→ **COMPITO INDICATO 1**: Quali righe contengono la stringa "hand"? Riportale tutte per intero, tenendo conto di maiuscole e minuscole.

Anno 9 - N. 27/ 2010


FATICA senza FATICA “Vi sono molte Aurore che ancora non nacquero”

Nel tumulto fiumano La pianista del Natale di Sangue

Alla fine del concerto l’artista “allenta l’arco del collo”: ora si vede il nitore della bella dentatura attraverso la bocca socchiusa. E “l’applauso importuno distrugge l’incanto”.

di Giulio Cesare Maggi



Medaglia dei Legionari fiumani con i colori della Reggenza e la scritta Hic manebimus optime


Ne Le Faville del Maglio dannunziane un “compimento del vivere inimitabile” è dedicato dal Poeta ad un episodio occorso durante l’occupazione di Fiume (1919-1920) nell’imminenza del tragico Natale di Sangue che segnò la fine dell’avventura della quale ricorre quest’anno il novantesimo anniversario.

(Voci di identificazione della posizione)
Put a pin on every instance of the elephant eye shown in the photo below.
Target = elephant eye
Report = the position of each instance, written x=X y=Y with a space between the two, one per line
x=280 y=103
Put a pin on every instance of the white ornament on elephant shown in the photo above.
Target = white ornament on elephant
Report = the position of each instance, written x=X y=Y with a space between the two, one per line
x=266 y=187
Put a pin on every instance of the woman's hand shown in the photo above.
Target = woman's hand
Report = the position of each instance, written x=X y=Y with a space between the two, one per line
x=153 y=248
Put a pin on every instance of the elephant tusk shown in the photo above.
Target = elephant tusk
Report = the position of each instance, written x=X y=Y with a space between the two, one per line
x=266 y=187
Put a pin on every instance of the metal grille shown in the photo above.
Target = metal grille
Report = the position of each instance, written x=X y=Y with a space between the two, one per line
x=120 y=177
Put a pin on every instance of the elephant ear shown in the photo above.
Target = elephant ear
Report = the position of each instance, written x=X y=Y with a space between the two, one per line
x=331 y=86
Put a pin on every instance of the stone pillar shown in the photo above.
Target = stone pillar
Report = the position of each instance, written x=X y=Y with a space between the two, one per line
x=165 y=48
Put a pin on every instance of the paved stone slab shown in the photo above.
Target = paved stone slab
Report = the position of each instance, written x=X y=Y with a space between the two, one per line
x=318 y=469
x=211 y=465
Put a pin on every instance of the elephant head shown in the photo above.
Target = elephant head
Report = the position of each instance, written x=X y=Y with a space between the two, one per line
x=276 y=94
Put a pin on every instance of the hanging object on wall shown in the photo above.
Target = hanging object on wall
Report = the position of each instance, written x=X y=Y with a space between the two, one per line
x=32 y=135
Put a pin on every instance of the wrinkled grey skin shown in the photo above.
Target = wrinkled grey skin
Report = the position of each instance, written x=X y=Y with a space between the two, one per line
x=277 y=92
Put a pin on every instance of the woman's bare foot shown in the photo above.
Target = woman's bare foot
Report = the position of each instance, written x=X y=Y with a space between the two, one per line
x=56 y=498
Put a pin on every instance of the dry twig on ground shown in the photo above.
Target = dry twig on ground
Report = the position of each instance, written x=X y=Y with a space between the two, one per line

→ **COMPITO INDICATO 2**: Ripeti alla lettera il passo dell'articolo sull'occupazione di Fiume compreso tra "Nel tumulto fiumano" e "il novantesimo anniversario.", estremi inclusi.

→ **RISPOSTA SCRITTA 1**:
Put a pin on every instance of the woman's hand shown in the photo above.
Target = woman's hand

→ **RISPOSTA SCRITTA 2**:
Nel tumulto fiumano La pianista del Natale di Sangue

Alla fine del concerto l’artista “allenta l’arco del collo”: ora si vede il nitore della bella dentatura attraverso la bocca socchiusa. E “l’applauso importuno distrugge l’incanto”.

di Giulio Cesare Maggi



Medaglia dei Legionari fiumani con i colori della Reggenza e la scritta Hic manebimus optime


Ne Le Faville del Maglio dannunziane un “compimento del vivere inimitabile” è dedicato dal Poeta ad un episodio occorso durante l’occupazione di Fiume (1919-1920) nell’imminenza del tragico Natale di Sangue che segnò la fine dell’avventura della quale ricorre quest’anno il novantesimo anniversario.